Written request:
Take the line that contains "Note: in this drill the class marks the worker's arm" and all lines after it, up to and including the last line of the data, and write them out exactly; nothing else belongs in the answer.

Data records:
* * * *

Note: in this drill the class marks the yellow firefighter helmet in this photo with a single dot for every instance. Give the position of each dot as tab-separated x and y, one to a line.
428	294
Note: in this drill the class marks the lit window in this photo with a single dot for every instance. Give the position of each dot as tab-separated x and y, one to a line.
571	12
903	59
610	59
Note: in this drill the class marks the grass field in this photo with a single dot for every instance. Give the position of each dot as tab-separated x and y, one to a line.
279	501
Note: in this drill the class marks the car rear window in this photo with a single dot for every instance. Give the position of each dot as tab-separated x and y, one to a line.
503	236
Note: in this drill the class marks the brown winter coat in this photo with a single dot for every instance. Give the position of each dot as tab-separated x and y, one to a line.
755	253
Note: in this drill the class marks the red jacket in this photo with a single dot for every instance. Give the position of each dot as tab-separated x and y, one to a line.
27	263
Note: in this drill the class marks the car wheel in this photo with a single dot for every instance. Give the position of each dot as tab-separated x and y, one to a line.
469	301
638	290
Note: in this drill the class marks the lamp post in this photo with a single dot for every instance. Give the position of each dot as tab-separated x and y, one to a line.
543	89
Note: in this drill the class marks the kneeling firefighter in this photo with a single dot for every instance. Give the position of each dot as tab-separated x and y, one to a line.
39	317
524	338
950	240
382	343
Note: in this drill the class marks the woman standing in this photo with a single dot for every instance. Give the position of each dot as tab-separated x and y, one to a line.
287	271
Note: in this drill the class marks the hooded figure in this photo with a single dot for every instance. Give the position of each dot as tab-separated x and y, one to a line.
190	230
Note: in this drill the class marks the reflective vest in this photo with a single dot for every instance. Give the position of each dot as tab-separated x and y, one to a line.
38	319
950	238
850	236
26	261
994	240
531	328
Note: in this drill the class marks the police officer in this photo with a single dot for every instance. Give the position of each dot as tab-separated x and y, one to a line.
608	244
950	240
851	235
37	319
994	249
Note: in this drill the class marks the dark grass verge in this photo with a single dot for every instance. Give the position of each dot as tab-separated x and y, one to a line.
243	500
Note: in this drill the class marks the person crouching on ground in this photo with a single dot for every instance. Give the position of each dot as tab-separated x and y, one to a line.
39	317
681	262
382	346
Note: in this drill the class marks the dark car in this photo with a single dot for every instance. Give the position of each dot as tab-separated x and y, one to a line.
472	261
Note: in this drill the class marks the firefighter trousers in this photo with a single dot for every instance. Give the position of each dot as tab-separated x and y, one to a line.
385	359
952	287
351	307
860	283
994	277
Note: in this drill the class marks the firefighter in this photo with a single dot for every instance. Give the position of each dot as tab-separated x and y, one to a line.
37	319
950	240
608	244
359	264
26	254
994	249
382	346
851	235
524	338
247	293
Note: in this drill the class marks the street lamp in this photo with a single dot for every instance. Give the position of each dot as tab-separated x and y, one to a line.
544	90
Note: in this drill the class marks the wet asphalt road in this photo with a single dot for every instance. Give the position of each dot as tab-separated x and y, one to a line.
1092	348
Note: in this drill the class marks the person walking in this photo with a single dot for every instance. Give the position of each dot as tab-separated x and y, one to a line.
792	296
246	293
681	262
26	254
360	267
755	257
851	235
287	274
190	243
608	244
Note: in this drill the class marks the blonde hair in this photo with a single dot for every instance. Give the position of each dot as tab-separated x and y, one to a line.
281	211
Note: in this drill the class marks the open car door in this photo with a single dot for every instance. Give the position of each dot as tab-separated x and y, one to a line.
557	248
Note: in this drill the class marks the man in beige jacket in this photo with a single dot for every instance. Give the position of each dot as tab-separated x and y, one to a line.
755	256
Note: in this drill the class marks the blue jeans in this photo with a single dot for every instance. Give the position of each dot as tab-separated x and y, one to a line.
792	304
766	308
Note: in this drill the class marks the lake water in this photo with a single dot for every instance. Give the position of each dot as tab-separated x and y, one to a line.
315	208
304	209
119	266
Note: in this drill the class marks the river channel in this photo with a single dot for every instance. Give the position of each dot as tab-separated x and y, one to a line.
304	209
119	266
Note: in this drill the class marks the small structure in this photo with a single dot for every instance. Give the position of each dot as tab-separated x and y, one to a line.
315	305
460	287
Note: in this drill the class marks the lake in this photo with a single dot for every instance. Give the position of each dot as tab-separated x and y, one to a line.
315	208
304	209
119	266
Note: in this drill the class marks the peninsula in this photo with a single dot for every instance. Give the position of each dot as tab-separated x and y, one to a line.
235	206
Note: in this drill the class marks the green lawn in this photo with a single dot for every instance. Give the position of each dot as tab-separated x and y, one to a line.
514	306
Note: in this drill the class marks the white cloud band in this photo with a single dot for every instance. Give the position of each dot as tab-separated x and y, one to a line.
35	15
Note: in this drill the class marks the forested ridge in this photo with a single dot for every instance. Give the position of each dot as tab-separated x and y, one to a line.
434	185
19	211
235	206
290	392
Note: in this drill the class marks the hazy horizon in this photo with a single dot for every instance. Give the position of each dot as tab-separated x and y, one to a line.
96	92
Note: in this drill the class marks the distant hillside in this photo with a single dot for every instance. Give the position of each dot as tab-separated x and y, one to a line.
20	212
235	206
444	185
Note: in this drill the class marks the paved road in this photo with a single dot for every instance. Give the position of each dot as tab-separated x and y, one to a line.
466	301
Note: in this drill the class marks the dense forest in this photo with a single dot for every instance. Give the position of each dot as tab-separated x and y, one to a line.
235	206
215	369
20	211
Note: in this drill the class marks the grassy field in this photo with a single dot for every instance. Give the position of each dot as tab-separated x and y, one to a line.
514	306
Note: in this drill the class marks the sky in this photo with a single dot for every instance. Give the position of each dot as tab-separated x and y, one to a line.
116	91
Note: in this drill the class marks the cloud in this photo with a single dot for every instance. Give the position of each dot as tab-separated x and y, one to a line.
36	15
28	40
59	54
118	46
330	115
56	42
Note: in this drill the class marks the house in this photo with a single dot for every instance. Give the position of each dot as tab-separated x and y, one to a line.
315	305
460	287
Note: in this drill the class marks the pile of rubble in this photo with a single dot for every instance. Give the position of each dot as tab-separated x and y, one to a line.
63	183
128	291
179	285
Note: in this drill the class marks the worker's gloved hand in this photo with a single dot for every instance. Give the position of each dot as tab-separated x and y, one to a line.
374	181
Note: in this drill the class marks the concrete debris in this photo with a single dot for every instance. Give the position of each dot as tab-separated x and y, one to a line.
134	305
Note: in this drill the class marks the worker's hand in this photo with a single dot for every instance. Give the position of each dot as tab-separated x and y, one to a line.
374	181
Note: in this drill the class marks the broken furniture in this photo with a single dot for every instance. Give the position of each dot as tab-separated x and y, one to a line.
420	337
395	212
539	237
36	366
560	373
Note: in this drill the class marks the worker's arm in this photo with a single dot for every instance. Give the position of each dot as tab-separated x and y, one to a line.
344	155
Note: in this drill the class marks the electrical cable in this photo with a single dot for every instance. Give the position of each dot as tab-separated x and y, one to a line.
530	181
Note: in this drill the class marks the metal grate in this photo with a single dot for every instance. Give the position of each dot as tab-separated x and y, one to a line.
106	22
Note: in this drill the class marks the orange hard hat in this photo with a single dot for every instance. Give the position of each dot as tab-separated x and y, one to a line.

* * * *

Correct result:
Note: in this drill the class marks the worker's arm in this photo with a single dot for every instance. Give the position of each dot as tab-separated x and y, one to a line.
344	155
Note: in this drill the class marks the electrical cable in this photo with a single dot for every instance. Give the position of each dot as tab-separated x and y, one to a line.
530	181
Note: in this drill the class marks the metal grate in this photo with a single dot for every instance. Give the position of each dot as tab-separated x and y, one to a line.
106	22
Note: in this drill the class marks the orange hard hat in this photo with a single dot for every instance. Give the position of each dot as tab-separated x and y, one to a line.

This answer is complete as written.